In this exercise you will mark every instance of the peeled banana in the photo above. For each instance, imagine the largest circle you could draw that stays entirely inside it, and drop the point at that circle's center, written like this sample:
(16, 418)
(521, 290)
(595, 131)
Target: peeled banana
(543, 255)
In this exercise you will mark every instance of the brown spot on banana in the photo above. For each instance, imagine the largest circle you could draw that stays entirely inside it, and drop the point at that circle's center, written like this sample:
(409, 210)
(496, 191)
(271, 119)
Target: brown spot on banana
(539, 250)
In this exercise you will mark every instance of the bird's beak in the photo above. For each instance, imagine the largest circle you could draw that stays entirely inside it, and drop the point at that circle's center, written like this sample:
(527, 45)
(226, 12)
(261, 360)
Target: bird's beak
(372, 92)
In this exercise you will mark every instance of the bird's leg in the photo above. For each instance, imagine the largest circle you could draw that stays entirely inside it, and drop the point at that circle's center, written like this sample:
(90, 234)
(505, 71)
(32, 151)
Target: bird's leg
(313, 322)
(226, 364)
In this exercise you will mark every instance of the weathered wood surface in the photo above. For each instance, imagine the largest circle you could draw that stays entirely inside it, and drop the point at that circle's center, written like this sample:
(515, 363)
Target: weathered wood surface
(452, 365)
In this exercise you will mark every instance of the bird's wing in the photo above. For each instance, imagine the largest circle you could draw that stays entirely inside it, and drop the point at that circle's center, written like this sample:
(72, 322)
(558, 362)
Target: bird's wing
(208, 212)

^^^^^^^^

TASK OBJECTIVE:
Output each record exactly, leaving nothing out.

IN RESPONSE:
In this exercise you will mark every instance of the peeled banana in the photo above. For each instance, imagine the largest circle you could draw that stays entirely inside it, and drop the point at that circle's center, written like this sample:
(16, 418)
(521, 290)
(595, 131)
Target: peeled banana
(543, 255)
In this exercise you will mark every instance of the brown spot on banana in the photo above. For each instance, imagine the largest circle you could draw that stays entirely inside it, and drop the point at that circle's center, written like this sample:
(409, 210)
(496, 191)
(271, 119)
Target: brown spot on banana
(539, 250)
In this exercise you will mark every instance of the bird's beak in the photo above. For each instance, imagine the largest circle you could draw that stays entirely inside it, and drop the point at that circle's center, written like this sample:
(527, 45)
(226, 12)
(261, 360)
Target: bird's beak
(372, 92)
In this exercise you will mark every instance of the bird's leg in the photo above. For each instance, imagine the largest circle you could draw that stays entirely inside it, and drop the point at that circle's center, written like this sample:
(90, 234)
(505, 71)
(32, 151)
Target: bird's leg
(313, 322)
(226, 364)
In this exercise you will mark every instance of the weathered wood surface in the photo above. For each instance, imagine the largest circle you could draw that stays entirely inside it, and drop the point at that circle's center, written like this sample:
(515, 363)
Target: weathered wood surface
(452, 365)
In this exercise you will mark every instance of the bird's wing in the photo above. For each instance, imagine the largest circle you could draw that stays entirely inside it, and drop the point at that circle's center, written like this sample:
(72, 322)
(558, 362)
Target: bird's wing
(208, 212)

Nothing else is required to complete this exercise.